Given instruction: Lay out every item below as a Markdown table with a Number column for the row number and a Line column for the line itself, leaving out any blank lines.
***** Materials provided *****
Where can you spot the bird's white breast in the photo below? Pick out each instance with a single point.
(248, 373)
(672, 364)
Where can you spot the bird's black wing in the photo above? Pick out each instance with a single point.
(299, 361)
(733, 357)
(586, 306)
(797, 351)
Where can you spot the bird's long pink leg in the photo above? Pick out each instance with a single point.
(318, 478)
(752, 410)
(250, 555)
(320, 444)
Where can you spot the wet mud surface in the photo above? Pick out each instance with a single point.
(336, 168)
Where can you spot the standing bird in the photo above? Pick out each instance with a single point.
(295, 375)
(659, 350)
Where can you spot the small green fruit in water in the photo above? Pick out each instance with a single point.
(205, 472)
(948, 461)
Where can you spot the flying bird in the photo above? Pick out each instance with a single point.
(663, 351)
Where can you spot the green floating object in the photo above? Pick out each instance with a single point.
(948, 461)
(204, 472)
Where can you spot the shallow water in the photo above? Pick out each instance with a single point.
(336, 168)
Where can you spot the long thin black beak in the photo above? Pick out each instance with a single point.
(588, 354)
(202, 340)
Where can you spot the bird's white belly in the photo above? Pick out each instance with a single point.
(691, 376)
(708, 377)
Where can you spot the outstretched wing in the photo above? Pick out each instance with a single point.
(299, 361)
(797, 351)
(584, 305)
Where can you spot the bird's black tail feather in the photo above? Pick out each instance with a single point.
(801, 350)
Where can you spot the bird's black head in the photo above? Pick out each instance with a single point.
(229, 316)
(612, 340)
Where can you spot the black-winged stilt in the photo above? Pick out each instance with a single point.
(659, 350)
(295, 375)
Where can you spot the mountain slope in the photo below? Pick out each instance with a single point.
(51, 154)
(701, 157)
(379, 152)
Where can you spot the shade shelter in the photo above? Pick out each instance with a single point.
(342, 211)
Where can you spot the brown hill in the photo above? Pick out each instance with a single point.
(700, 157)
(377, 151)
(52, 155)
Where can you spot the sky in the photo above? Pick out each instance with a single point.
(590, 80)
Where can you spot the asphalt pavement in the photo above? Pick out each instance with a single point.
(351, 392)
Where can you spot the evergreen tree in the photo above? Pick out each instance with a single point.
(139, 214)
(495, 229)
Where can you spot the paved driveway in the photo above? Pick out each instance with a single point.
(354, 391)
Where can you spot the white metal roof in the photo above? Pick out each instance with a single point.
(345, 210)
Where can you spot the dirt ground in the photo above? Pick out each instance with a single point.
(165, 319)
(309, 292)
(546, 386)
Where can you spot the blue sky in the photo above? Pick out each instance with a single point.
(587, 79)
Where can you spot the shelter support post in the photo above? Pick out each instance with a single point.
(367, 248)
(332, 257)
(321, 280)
*****
Solution for this problem:
| Number | Line |
|---|---|
| 1 | Where can you spot the bird's white breast in the photo below? Pick out each instance with a single point. |
| 2 | (248, 373) |
| 3 | (672, 364) |
| 4 | Where can you spot the bird's black wing in the photo above? Pick out each instance with a single point. |
| 5 | (299, 361) |
| 6 | (733, 357) |
| 7 | (586, 306) |
| 8 | (797, 351) |
| 9 | Where can you spot the bird's long pink leg in the photo above? Pick out each instance with a single point. |
| 10 | (318, 478) |
| 11 | (752, 410) |
| 12 | (250, 555) |
| 13 | (320, 444) |
| 14 | Where can you spot the wet mud surface in the photo above? Pick out each instance with a single point. |
| 15 | (336, 168) |
| 16 | Where can you spot the standing bird in the photo above? Pick out each instance with a single point. |
| 17 | (295, 375) |
| 18 | (659, 350) |
| 19 | Where can you spot the small green fruit in water in the photo above? Pick out each instance with a single point. |
| 20 | (205, 472) |
| 21 | (948, 461) |
| 22 | Where can you spot the flying bird in the photo above? Pick out each instance with a single point. |
| 23 | (663, 351) |
| 24 | Where can you spot the green floating object in the photo above? Pick out each instance with a single point. |
| 25 | (948, 461) |
| 26 | (204, 472) |
| 27 | Where can you spot the shallow water in the photo above? Pick out each instance with a single point. |
| 28 | (336, 168) |
| 29 | Where can you spot the long thin black beak in the photo above? Pick out each instance with a single point. |
| 30 | (588, 354) |
| 31 | (202, 340) |
| 32 | Where can you spot the bird's white belly in the photo above? Pick out each instance with a single point. |
| 33 | (691, 376) |
| 34 | (708, 377) |
| 35 | Where can you spot the outstretched wing in the photo above? Pick out each instance with a single point. |
| 36 | (299, 361) |
| 37 | (797, 351) |
| 38 | (584, 305) |
| 39 | Where can you spot the bird's black tail feather in the photo above? Pick out each instance with a single point. |
| 40 | (801, 350) |
| 41 | Where can you spot the bird's black head in the photo above? Pick out each instance with a single point. |
| 42 | (229, 316) |
| 43 | (612, 340) |
| 44 | Where can you spot the black-winged stilt in the photo above? Pick out each instance with a single point. |
| 45 | (659, 350) |
| 46 | (295, 375) |
| 47 | Where can you spot the mountain slope in the photo below? Pick out each instance with a single point. |
| 48 | (51, 154) |
| 49 | (701, 157) |
| 50 | (379, 152) |
| 51 | Where can you spot the shade shelter in the photo above? Pick out each instance with a single point. |
| 52 | (342, 211) |
| 53 | Where can you spot the brown hill in the photo above? Pick out each instance with a single point. |
| 54 | (700, 157) |
| 55 | (377, 151) |
| 56 | (52, 155) |
| 57 | Where can you spot the sky in the photo above? Pick out each instance with a single point. |
| 58 | (590, 80) |
| 59 | Where can you spot the asphalt pavement in the photo above? Pick out each instance with a single point. |
| 60 | (351, 392) |
| 61 | Where can you spot the evergreen tree in the photo above? Pick out each instance with a single point. |
| 62 | (139, 214) |
| 63 | (495, 229) |
| 64 | Where can you spot the paved driveway in the photo above? Pick out each instance with a single point. |
| 65 | (354, 391) |
| 66 | Where can you spot the white metal roof in the photo above? Pick out each instance with a single point. |
| 67 | (345, 210) |
| 68 | Where can you spot the dirt ground in the photo above? Pick out each instance with a single point. |
| 69 | (165, 319) |
| 70 | (309, 292) |
| 71 | (546, 386) |
| 72 | Where can you spot the blue sky in the photo above? Pick out each instance with a single point. |
| 73 | (587, 79) |
| 74 | Where can you spot the shelter support post in the photo above? Pick out each instance with a single point. |
| 75 | (367, 248) |
| 76 | (332, 257) |
| 77 | (321, 280) |